*Instructions for the task*:
Pull out every line of the rows below that contains the word "jacket", matching case exactly.

*Data listing*:
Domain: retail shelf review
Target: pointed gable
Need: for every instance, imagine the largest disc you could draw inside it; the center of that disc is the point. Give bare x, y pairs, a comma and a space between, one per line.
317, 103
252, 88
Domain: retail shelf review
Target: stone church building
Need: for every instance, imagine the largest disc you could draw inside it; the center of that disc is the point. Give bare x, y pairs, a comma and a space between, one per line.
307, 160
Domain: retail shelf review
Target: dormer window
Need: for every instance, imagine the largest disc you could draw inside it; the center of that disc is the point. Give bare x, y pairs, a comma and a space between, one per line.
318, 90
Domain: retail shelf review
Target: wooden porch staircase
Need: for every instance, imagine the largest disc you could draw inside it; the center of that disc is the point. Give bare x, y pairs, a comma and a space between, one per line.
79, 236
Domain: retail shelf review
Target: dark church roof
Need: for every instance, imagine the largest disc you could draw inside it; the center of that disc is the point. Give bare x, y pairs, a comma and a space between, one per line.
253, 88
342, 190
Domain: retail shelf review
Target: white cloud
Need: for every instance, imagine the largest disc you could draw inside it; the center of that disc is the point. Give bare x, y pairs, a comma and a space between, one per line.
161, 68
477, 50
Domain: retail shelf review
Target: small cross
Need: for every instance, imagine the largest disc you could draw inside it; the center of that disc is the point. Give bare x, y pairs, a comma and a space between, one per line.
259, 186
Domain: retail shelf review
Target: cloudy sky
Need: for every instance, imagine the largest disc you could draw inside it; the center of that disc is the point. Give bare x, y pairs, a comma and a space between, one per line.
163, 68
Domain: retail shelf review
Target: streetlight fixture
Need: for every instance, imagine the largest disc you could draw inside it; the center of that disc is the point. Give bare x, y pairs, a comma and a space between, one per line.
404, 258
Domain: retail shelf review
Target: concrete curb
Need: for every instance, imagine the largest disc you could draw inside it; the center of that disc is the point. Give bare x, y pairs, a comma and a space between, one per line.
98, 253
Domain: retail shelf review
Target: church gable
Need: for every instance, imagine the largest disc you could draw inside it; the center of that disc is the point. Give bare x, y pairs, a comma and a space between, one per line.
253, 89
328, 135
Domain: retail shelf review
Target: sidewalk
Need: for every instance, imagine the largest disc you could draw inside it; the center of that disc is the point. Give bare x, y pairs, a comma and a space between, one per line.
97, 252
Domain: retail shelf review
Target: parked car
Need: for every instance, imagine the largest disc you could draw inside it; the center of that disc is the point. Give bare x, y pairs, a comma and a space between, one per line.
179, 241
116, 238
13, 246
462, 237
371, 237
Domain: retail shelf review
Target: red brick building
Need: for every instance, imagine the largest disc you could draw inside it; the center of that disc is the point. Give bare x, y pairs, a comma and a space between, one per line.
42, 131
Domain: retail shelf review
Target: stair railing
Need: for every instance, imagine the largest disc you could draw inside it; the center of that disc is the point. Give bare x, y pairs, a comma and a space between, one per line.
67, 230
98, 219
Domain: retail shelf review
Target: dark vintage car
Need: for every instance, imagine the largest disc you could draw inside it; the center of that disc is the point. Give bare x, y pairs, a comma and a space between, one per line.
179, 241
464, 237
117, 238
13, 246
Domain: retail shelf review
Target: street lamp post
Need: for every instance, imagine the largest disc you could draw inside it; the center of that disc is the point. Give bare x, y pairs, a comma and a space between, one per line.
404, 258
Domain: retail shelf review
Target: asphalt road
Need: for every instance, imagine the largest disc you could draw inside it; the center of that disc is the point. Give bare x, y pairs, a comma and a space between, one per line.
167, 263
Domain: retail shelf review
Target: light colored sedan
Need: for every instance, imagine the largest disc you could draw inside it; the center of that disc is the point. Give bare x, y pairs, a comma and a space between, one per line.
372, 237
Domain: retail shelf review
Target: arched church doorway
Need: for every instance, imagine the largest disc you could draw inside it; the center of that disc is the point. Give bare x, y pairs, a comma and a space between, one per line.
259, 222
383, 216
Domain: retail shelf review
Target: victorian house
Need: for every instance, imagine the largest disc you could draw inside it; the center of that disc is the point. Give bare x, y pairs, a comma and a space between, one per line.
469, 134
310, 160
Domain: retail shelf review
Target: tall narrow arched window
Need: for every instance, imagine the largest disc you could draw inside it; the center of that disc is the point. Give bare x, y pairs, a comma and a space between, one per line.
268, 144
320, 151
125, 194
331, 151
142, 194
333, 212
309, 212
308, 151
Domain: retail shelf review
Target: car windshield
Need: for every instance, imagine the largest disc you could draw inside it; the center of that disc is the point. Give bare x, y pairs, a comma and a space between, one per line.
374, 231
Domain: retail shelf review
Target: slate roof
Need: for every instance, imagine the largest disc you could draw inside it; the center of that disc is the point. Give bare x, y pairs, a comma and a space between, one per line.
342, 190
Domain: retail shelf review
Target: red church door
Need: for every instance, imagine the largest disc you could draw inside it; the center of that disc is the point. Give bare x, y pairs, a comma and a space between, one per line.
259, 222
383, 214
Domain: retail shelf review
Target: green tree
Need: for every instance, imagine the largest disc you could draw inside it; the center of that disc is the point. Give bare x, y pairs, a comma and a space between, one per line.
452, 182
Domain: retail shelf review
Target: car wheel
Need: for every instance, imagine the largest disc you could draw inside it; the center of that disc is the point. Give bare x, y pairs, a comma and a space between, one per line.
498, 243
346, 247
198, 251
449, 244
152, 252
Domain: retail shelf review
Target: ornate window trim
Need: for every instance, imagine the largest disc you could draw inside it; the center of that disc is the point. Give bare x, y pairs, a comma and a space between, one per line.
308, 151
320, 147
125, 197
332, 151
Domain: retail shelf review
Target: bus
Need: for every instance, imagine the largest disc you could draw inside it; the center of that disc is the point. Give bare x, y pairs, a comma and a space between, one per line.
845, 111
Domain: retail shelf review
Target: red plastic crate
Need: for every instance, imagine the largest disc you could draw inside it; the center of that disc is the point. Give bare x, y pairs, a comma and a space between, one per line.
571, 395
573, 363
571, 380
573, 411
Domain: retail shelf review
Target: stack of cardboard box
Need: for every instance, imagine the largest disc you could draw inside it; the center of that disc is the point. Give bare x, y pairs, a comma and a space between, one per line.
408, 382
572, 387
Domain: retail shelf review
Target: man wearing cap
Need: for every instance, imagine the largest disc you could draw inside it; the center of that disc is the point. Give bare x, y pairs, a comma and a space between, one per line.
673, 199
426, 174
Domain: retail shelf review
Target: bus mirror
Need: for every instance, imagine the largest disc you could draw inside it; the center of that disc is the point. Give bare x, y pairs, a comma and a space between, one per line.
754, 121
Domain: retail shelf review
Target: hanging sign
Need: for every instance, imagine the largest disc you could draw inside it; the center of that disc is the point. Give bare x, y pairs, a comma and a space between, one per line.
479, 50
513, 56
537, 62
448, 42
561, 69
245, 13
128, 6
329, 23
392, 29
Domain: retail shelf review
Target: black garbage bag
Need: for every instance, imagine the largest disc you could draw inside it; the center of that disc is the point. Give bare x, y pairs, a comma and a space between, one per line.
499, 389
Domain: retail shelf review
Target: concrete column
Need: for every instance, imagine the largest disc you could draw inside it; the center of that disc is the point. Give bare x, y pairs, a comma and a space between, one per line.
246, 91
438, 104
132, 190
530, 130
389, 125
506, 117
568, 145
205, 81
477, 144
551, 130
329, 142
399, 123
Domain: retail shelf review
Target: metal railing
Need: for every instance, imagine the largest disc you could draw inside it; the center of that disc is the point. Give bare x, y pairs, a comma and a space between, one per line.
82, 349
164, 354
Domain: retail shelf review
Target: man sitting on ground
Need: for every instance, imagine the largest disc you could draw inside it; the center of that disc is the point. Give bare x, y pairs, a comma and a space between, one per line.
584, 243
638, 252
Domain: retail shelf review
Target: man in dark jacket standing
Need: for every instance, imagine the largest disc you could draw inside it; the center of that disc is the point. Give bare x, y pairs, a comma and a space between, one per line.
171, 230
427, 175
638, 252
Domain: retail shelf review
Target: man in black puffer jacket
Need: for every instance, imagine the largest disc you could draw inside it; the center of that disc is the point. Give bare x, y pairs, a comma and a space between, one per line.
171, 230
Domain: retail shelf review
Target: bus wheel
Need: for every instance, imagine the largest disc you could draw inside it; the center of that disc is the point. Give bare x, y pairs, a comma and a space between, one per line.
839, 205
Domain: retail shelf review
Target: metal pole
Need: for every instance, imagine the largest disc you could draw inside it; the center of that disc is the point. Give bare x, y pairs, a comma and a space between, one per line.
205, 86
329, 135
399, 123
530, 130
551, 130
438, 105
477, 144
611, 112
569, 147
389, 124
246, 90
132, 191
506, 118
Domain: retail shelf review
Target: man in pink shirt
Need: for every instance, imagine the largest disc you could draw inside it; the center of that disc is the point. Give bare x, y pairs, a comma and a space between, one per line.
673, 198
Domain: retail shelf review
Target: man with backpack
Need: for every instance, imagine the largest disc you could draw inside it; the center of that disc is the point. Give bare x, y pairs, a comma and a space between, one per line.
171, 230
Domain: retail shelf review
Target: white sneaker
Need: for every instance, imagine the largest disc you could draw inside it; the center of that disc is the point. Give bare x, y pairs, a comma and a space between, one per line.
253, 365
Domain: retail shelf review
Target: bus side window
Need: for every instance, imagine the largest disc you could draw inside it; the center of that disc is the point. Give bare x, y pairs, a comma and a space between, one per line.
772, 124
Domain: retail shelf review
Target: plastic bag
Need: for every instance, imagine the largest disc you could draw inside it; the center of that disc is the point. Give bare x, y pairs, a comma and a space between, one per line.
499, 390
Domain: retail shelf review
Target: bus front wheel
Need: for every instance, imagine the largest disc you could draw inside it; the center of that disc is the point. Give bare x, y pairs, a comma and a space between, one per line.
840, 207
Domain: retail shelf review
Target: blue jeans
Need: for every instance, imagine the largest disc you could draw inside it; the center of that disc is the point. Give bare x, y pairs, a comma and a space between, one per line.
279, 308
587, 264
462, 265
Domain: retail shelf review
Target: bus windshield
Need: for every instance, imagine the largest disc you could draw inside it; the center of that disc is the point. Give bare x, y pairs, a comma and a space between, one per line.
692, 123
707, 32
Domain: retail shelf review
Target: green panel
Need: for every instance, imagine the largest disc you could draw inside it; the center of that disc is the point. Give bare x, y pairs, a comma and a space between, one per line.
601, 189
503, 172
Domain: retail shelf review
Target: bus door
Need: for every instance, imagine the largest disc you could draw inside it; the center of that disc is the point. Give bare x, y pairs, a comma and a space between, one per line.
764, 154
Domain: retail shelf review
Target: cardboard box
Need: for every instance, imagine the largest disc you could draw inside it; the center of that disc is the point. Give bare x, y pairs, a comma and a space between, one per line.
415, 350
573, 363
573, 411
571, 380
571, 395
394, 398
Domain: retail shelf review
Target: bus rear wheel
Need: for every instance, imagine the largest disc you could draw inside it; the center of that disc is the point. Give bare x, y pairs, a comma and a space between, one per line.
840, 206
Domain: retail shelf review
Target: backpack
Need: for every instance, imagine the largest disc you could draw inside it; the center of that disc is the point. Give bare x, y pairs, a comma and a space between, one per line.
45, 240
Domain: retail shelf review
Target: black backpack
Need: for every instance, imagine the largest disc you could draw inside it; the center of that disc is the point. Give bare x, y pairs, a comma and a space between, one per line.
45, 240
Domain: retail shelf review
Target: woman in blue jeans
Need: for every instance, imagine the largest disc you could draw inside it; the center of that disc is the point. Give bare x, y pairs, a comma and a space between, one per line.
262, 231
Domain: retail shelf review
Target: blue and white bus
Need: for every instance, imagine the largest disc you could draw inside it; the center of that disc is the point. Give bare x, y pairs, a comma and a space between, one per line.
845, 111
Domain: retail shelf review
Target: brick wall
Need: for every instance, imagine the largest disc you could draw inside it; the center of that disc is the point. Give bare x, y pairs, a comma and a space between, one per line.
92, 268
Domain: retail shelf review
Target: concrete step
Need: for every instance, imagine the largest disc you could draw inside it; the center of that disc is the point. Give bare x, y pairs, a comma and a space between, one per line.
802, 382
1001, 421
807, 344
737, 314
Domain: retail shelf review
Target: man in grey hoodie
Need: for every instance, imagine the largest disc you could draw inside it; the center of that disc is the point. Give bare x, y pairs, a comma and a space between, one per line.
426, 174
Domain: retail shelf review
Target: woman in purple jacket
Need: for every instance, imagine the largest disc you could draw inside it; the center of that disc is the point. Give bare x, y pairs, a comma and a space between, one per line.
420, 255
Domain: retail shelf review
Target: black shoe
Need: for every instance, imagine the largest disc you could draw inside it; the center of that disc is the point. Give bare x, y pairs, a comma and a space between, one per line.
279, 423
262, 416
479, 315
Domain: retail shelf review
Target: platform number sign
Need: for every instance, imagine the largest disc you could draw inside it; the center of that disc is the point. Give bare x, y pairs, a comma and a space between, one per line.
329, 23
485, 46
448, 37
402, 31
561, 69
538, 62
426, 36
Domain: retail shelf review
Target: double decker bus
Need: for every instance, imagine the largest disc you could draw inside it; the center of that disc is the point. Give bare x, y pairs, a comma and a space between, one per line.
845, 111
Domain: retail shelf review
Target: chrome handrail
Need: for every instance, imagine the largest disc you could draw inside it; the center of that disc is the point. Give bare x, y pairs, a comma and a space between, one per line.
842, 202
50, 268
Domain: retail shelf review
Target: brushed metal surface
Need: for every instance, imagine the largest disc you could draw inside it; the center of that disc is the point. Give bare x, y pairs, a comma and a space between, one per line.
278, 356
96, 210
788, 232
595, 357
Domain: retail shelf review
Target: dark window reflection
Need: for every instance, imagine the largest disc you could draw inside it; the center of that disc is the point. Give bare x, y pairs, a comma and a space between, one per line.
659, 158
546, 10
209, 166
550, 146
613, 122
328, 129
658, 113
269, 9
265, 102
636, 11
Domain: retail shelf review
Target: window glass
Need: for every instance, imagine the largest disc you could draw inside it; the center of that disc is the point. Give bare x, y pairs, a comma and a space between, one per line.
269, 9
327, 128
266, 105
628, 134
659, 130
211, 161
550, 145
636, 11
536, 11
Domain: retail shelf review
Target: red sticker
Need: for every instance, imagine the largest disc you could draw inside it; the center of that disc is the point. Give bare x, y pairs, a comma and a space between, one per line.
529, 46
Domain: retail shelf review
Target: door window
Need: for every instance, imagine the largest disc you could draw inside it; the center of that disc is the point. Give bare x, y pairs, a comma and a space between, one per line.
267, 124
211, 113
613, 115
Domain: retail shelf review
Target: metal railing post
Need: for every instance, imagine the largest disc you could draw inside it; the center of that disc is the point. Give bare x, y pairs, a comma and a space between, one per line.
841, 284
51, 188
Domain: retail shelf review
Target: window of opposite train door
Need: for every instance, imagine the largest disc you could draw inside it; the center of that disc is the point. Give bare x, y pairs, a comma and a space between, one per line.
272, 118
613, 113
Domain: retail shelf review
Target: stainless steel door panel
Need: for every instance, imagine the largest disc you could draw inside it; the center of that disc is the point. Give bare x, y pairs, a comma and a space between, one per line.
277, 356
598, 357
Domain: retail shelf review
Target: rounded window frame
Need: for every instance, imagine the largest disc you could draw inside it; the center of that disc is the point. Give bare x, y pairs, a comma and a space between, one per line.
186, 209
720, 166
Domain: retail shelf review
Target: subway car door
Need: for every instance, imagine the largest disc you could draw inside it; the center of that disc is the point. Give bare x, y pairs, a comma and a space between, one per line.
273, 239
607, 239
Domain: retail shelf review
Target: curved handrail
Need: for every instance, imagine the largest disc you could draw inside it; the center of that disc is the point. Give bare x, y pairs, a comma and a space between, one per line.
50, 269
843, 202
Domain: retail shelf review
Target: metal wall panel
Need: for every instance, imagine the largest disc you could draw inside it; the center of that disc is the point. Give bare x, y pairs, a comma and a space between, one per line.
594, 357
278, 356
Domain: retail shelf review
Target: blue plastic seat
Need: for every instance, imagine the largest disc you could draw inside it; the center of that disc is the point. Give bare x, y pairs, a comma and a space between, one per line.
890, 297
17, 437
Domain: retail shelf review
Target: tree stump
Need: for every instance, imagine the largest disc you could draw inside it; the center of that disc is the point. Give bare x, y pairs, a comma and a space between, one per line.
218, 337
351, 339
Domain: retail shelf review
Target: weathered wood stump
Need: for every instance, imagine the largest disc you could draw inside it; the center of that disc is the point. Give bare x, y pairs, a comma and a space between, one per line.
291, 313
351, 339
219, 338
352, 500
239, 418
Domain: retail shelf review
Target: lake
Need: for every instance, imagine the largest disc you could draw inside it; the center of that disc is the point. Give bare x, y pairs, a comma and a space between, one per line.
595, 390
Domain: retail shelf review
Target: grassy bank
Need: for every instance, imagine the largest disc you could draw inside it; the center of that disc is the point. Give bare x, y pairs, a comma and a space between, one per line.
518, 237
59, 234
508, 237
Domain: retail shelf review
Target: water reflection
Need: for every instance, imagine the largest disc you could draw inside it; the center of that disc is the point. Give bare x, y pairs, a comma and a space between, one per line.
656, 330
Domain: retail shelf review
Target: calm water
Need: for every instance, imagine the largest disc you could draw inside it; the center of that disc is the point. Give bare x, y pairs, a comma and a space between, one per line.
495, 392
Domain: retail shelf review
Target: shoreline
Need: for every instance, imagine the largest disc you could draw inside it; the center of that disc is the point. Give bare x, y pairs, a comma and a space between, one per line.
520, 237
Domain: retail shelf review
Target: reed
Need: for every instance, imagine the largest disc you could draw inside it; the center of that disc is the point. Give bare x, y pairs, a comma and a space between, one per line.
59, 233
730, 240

*Problem solution*:
Target: man in dark jacket standing
Target: man in black puffer jacket
Target: woman in purple jacket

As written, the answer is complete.